• [PROBLÈME] Reproduisez à l'identique le passage du texte sur l'avortement en Croatie qui s'ouvre sur les mots contenant « Plus de 80% » et se ferme sur « de l'avoir abandonnée. ».

• [TEXTE FOURNI]
==========

Fin avril, durant son sixième mois de grossesse, Mirela Cavajda a appris que son enfant à naître était atteint d'une tumeur au cerveau agressive qui risquait de le tuer et en cas de survie, provoquerait de très lourdes malformations.

"S'il naît, il sera comme un légume", a-t-elle dit en pleurs aux médias locaux. "Je suis rentrée chez moi et j'ai regardé le mur fixement", a poursuivi cette femme mariée de 39 ans déjà mère d'un fils. "J'ai pris la décision en une seconde."

En Croatie, l'IVG est légale jusqu'à la 10e semaine de grossesse. Au-delà, elle est possible si la santé du fœtus ou de la mère est gravement menacée et en cas de viol et d'inceste.

Mirela remplissait les conditions, ce qui n'a pas empêché quatre hôpitaux de Zagreb de lui claquer la porte au nez.

Elle a raconté qu'un médecin lui avait demandé si elle "tuerait un enfant de deux ans, porteur d'une tumeur" et qu'un autre avait parlé "d'euthanasie".

La profession médicale lui a conseillé de se faire aider en Slovénie comme le font chaque année une dizaine de femmes dans des situations similaires, selon les défenseurs des droits.

Des milliers de manifestants se sont rassemblés pour dénoncer les atteintes à la santé des femmes

Mais alors qu'une IRM montrait la détérioration de l'état de santé du fœtus, une commission médicale a fini par donner son feu vert à l'IVG.

L'avortement est encadré par une loi de 1978 adoptée alors que la Croatie faisait encore partie de la Yougoslavie communiste.

Mais depuis l'indépendance en 1991, le poids de l'Eglise catholique s'est accru et de nombreux médecins refusent de pratiquer les avortements au nom de "l'objection de conscience" instituée par une loi de 2003, très répandue aussi en Espagne.

Plus de 80% des 3,9 millions de Croates sont catholiques.

Dans une lettre ouverte poignante, elle évoque son fœtus malade, un garçon qu'elle a appelé Grga et accuse la société comme les médecins de l'avoir abandonnée.

"Attendre que Grga meurt dans mon utérus, (ou) lui donner naissance pour le regarder mourir, (...) serait du sadisme pur", écrit-elle.

==========

• [DONNÉES ENREGISTRÉES]
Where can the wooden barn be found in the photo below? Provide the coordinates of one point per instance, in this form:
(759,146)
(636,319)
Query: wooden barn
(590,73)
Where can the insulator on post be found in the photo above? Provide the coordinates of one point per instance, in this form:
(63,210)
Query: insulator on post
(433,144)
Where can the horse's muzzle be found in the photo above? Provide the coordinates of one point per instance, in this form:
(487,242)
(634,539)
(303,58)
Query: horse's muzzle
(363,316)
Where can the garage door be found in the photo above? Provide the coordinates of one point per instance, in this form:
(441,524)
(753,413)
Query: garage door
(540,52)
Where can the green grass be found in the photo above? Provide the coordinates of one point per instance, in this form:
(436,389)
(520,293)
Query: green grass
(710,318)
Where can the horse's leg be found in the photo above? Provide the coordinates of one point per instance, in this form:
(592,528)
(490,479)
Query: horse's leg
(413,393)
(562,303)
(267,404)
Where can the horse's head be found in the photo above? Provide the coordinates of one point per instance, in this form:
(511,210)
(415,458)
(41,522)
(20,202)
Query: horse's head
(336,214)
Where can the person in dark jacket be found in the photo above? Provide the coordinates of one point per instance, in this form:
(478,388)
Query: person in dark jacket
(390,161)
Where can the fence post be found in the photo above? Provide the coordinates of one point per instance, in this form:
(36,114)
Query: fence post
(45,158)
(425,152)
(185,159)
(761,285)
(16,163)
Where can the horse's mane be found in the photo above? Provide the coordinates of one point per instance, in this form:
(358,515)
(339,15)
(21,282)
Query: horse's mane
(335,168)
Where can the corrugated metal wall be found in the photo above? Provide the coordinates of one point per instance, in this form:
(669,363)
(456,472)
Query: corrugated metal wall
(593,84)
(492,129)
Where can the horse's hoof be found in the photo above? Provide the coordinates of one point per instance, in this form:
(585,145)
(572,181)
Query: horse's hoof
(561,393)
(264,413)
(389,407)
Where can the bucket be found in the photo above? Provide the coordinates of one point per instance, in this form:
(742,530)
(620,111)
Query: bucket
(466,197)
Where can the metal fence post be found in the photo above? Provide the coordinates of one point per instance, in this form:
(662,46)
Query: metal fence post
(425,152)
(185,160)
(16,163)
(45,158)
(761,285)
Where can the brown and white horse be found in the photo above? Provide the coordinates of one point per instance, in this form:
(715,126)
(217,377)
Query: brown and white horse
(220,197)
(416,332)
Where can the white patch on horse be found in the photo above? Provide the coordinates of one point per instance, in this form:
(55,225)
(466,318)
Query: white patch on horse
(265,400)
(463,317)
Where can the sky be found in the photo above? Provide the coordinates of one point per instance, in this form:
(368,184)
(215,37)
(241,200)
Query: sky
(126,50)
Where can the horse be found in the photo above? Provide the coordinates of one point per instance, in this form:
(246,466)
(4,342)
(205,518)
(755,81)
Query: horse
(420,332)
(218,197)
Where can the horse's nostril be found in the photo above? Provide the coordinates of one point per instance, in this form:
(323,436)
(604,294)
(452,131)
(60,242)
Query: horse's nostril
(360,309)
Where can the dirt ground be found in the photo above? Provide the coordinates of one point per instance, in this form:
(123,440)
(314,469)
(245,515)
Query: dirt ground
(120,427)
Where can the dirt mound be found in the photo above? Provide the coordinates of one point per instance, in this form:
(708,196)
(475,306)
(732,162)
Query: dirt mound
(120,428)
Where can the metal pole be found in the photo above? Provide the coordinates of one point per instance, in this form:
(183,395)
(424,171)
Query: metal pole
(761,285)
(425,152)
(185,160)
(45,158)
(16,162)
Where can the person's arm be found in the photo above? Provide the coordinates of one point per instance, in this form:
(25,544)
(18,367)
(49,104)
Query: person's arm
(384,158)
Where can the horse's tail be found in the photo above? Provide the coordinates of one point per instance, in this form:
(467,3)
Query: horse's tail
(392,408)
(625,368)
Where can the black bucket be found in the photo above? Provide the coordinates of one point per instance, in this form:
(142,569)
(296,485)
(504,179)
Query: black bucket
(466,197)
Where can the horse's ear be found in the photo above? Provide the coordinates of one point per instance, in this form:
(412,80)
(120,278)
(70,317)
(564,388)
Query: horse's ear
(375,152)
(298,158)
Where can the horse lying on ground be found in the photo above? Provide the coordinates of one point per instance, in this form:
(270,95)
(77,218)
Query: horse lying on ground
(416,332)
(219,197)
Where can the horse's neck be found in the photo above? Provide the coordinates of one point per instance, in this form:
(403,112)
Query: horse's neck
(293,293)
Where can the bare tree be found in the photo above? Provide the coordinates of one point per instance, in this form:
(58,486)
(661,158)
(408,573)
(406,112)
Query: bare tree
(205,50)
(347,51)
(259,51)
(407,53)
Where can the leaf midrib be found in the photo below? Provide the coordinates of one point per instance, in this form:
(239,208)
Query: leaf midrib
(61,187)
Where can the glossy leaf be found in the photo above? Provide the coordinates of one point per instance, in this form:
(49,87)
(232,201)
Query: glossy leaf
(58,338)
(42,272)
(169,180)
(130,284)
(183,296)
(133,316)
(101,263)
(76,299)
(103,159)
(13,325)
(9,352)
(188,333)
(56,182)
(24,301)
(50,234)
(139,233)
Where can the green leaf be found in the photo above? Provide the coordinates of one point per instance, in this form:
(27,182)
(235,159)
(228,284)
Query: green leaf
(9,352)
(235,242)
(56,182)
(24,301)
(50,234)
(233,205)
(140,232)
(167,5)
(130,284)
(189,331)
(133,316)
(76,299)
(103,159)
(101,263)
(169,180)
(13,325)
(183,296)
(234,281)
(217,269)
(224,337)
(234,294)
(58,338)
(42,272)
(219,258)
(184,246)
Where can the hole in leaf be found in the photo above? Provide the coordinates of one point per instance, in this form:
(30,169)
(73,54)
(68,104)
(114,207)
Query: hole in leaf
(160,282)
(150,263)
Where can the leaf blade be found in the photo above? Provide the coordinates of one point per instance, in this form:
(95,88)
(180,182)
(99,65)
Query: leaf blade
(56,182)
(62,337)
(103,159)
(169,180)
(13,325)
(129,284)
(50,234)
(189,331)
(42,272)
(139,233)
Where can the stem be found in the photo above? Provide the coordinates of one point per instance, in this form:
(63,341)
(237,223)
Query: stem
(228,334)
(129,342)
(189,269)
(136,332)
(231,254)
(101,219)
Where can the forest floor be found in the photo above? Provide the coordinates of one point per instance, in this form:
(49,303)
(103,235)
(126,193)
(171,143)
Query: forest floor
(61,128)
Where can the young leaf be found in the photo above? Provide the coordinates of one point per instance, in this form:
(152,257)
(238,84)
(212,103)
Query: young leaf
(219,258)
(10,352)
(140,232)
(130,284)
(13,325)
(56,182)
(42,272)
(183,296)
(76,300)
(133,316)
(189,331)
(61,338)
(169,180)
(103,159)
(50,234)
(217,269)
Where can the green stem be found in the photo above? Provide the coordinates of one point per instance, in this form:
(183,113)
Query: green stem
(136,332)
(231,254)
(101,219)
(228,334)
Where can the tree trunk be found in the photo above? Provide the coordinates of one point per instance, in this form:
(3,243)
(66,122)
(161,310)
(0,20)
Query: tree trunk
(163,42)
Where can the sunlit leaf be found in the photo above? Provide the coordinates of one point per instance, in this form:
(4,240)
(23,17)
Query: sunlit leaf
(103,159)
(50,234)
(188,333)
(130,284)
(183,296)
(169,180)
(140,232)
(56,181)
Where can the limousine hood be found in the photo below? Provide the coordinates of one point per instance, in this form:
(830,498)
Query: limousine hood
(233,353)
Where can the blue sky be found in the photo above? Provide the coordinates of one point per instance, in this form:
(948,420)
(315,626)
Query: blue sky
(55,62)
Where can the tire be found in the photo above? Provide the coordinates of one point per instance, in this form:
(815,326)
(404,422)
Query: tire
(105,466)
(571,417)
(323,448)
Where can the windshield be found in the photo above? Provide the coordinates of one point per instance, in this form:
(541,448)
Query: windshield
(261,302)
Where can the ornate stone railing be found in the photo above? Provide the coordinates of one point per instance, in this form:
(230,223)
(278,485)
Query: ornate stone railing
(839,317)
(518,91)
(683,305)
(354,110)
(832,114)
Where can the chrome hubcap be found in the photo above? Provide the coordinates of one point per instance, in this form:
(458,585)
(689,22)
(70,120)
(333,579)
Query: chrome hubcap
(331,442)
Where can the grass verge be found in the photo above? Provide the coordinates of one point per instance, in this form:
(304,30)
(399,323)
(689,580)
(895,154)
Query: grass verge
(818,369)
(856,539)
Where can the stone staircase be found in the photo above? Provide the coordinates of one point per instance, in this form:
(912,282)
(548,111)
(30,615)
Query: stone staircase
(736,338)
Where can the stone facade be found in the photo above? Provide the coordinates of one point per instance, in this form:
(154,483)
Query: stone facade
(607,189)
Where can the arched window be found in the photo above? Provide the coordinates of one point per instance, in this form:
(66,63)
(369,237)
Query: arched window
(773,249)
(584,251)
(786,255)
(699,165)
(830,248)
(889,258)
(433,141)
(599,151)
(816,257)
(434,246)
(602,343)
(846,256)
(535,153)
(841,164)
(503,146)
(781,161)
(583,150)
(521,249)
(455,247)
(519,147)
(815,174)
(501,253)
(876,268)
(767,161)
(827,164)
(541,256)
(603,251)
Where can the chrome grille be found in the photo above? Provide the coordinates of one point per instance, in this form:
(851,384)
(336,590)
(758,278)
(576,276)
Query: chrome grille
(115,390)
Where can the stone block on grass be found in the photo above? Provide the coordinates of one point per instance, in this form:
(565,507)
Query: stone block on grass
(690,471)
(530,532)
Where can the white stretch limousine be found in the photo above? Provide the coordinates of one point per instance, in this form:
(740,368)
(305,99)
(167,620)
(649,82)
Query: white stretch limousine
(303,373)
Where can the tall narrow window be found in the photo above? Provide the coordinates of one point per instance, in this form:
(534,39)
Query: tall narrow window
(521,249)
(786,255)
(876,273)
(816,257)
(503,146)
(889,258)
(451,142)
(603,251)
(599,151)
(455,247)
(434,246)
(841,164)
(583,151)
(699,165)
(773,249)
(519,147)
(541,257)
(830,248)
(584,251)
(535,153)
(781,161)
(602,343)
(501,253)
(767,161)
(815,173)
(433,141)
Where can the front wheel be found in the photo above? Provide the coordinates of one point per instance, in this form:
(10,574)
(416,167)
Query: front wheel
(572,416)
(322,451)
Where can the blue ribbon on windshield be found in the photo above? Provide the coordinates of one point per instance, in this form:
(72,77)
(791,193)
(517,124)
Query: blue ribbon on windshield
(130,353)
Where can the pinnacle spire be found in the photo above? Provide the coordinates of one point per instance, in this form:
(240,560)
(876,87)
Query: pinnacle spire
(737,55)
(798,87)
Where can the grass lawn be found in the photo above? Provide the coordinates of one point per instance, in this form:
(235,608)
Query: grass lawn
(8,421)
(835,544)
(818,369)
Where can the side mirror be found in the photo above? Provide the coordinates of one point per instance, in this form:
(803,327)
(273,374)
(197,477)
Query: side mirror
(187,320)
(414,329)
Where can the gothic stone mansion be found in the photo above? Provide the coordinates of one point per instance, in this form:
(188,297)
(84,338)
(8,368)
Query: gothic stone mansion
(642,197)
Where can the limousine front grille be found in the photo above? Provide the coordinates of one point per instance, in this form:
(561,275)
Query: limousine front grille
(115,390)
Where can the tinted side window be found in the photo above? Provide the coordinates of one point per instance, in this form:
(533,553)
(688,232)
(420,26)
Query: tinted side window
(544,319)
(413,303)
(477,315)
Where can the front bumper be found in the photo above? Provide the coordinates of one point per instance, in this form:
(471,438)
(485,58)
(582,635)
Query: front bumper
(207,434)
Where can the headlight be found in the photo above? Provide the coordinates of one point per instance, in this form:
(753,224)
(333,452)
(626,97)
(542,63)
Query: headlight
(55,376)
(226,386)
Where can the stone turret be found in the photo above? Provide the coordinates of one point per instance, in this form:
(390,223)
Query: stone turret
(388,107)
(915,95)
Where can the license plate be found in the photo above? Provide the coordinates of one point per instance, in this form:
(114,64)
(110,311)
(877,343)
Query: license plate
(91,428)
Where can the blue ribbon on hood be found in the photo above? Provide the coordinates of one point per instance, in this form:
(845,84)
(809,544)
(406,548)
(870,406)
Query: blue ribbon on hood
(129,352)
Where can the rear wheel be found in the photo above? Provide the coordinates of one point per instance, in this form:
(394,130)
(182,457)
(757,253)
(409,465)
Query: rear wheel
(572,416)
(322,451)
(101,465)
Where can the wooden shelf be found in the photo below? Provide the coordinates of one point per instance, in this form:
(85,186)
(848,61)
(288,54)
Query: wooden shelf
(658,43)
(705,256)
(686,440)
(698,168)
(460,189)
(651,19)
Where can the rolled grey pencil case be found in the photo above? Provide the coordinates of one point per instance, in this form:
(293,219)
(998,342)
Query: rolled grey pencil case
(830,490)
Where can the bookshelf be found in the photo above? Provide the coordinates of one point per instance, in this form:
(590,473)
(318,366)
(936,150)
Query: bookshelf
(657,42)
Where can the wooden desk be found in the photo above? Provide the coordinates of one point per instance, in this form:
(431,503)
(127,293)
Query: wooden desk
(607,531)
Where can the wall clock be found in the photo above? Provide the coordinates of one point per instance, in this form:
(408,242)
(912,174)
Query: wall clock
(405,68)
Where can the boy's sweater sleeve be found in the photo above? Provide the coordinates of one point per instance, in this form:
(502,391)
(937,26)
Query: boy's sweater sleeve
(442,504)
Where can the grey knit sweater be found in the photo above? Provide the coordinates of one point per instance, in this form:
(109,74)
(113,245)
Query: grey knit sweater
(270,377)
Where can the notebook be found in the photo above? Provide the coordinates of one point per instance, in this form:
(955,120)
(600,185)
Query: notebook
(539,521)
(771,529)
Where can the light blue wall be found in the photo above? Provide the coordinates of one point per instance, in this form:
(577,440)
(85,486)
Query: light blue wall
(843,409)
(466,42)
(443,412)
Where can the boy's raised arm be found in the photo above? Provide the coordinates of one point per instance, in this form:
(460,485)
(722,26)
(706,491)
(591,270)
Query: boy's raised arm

==========

• [RÉSULTAT]
Plus de 80% des 3,9 millions de Croates sont catholiques.

Dans une lettre ouverte poignante, elle évoque son fœtus malade, un garçon qu'elle a appelé Grga et accuse la société comme les médecins de l'avoir abandonnée.